Copy each of the entries below word for word, keeping every line as it appears.

###

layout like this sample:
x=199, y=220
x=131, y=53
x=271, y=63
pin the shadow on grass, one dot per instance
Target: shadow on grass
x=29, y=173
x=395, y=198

###

> _Solution below_:
layout like this sample:
x=199, y=220
x=131, y=53
x=271, y=63
pin the shadow on grass, one dot per instance
Target: shadow on grass
x=29, y=173
x=395, y=198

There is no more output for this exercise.